Point-based annotation data:
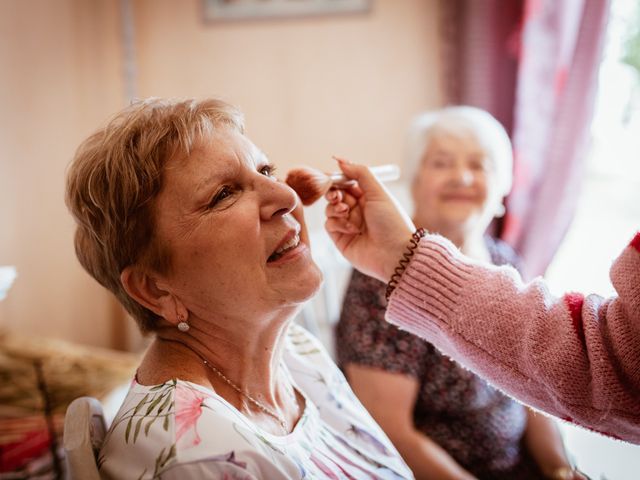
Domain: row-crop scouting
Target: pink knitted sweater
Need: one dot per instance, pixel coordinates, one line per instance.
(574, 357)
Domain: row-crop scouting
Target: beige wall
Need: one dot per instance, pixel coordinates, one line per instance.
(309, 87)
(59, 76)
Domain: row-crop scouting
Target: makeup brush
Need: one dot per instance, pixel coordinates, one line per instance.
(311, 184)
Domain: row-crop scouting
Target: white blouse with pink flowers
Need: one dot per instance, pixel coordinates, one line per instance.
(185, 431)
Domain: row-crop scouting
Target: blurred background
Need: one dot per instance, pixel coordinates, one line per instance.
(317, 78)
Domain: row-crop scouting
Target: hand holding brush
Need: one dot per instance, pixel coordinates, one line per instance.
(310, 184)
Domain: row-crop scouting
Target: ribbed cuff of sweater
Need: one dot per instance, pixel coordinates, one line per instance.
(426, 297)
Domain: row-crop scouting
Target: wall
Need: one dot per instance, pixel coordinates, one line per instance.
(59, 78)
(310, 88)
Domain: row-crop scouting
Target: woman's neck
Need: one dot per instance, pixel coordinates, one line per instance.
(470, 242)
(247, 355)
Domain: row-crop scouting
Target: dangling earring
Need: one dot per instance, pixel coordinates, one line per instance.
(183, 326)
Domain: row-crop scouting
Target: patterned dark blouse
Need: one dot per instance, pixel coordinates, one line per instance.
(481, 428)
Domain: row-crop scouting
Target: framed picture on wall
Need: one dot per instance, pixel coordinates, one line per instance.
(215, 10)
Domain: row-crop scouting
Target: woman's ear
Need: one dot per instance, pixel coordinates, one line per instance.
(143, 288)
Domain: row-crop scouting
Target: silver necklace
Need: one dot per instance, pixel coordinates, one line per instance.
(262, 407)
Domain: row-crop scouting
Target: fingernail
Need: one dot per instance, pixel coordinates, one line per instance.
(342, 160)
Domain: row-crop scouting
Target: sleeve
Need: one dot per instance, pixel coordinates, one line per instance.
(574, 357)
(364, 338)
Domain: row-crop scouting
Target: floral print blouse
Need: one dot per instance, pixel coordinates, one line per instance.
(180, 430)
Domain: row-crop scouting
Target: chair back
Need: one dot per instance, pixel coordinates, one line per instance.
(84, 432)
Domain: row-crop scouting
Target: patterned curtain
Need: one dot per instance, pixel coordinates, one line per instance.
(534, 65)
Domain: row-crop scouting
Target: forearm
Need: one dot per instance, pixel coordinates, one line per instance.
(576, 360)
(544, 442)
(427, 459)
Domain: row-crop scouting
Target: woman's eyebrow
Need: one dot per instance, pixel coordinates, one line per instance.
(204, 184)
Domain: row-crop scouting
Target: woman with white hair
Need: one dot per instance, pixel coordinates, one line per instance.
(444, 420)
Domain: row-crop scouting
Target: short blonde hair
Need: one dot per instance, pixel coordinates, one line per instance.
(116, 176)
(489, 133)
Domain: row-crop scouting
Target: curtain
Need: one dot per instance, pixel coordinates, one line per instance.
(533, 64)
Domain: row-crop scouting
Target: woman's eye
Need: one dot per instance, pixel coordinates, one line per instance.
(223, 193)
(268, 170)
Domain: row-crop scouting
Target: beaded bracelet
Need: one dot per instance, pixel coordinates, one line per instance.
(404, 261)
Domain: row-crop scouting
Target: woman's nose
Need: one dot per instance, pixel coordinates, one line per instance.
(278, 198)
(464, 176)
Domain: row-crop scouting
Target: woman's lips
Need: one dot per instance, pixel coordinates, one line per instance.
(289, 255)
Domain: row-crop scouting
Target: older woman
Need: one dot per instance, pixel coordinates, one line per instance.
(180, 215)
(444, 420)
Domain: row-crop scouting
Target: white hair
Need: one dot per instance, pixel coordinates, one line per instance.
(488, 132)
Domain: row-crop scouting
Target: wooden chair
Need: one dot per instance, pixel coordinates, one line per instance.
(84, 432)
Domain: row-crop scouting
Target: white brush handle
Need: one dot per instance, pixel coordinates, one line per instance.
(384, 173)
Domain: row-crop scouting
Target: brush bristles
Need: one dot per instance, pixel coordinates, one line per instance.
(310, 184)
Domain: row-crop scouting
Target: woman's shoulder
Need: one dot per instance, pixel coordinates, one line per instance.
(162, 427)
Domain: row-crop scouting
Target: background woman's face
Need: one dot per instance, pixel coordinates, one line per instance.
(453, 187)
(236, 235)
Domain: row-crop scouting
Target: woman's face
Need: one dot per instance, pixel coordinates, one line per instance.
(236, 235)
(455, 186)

TASK » Copy out the data above exactly, except the pictures.

WRITTEN SOLUTION »
Domain: row-crop scouting
Target: pink knitted sweater
Need: one dot per instance, pixel coordinates, one line per instance.
(574, 357)
Domain: row-crop scouting
Target: beige wall
Need: one dot per instance, pixel coordinates, one line per instance.
(309, 87)
(59, 76)
Domain: row-crop scouting
Target: makeup brush
Need: one dot per instance, pixel coordinates, one line per instance.
(311, 184)
Domain: row-crop scouting
Target: white blouse with pink flowers
Need: one dot per instance, pixel coordinates, one line per instance.
(185, 431)
Domain: row-crop scouting
Target: blurred background
Need: one dot per instance, pixel coordinates, one line per instance.
(317, 78)
Domain: row-crop scouting
Target: hand holding brush
Need: one dot per instance, pixel coordinates, one line per instance.
(310, 184)
Domain: row-crop scouting
Target: ribbed cuff of sweater
Need: one dot per instance, pixel coordinates, one line per instance.
(426, 297)
Domain: row-crop scouting
Target: wall
Need: one dot per instance, pixel coordinates, one line per instance.
(59, 78)
(310, 88)
Domain: row-crop scouting
Target: woman's neck
Need: one dot per instance, pixel coordinates, one line per instance.
(470, 242)
(247, 355)
Domain: row-crop scouting
Target: dangling earring
Need: one dot per instance, pixel coordinates, one line per instance.
(183, 326)
Domain: row-crop scouting
Target: patterned dark blouse
Need: one dot per instance, pixel coordinates, one line per instance.
(481, 428)
Domain: row-crop scouting
Target: framed picture on wall
Need: one dot per instance, pixel coordinates, one line per instance.
(215, 10)
Domain: row-crop scouting
Target: woman's ear
Need: one dot per instance, pixel coordinates, one line per instance.
(143, 288)
Domain: row-crop scouting
Target: silver necklace
Need: one dot per instance, pixel coordinates, one line per instance.
(262, 407)
Domain: row-crop scouting
Target: fingernail
Need: one dot per instance, pixel coordinates, one line per instance.
(342, 160)
Domain: row-crop scouting
Target: sleeve
Need: one dot per instance, pixel coordinates, one line per instance.
(574, 357)
(364, 338)
Domain: row-crop scouting
Target: floral print blouse
Need: one dot per instance, pixel coordinates, one line per instance.
(180, 430)
Domain: row-crop scouting
Target: chair back
Need: one dot per instance, pixel coordinates, one line per instance.
(84, 432)
Domain: row-crop scouting
Target: patterned curtain
Need: one dot per instance, pixel coordinates, one line per instance.
(534, 65)
Domain: row-crop scouting
Target: forearm
Need: one dot per instance, pixel coordinates, one line per instance.
(576, 360)
(544, 442)
(427, 459)
Domain: row-crop scouting
Target: woman's eyebrow
Need: one dot per instance, pixel coordinates, one line per instance.
(204, 184)
Domain: row-crop scouting
Target: woman with white hair
Need: one dot per instance, pixel coordinates, one line per instance.
(444, 420)
Domain: row-crop scouting
Target: short blonde hair
Need: one dot per instance, pixel coordinates, one line per instance.
(116, 176)
(489, 133)
Domain: row-crop scouting
Target: curtain
Need: one dot per instance, pixel coordinates, one line per instance.
(533, 64)
Domain: row-crop scouting
Target: woman's eye
Need: one dot per instance, pixel coordinates, one line per instance.
(223, 193)
(268, 170)
Domain: row-crop scouting
Target: beaded bracelet
Need: one dot per instance, pixel coordinates, one line per instance.
(404, 261)
Domain: row-crop scouting
Target: woman's nose
Need: one dot per instance, pixel coordinates, one line per instance.
(278, 198)
(464, 176)
Domain: row-crop scouting
Target: woman's lips
Need: one dot per instance, pixel coordinates, one line per instance.
(289, 255)
Domain: row-crop scouting
Target: older woman
Need: one dot per instance, pixel coordinates, one line per instance.
(180, 215)
(444, 420)
Domain: row-crop scouting
Target: white hair
Need: one dot per instance, pixel coordinates, one line per instance.
(488, 132)
Domain: row-crop scouting
Target: wooden chair
Need: one dot per instance, pixel coordinates, one line per instance.
(84, 432)
Domain: row-crop scouting
Target: white brush handle
Need: one dot per instance, pixel coordinates, one line per instance.
(384, 173)
Domain: row-crop scouting
Target: brush bristles
Need: one dot per instance, pixel coordinates, one line per instance.
(310, 184)
Domain: row-crop scouting
Target: woman's shoulder
Need: one dot per instance, pixel coordinates, one line per instance.
(162, 427)
Domain: row-crop scouting
Target: background woman's face
Need: one dot per instance, pixel coordinates, one line per instance.
(453, 187)
(236, 235)
Domain: row-crop scouting
Target: woman's face
Need: one dot per instance, pixel coordinates, one line per instance.
(236, 235)
(455, 186)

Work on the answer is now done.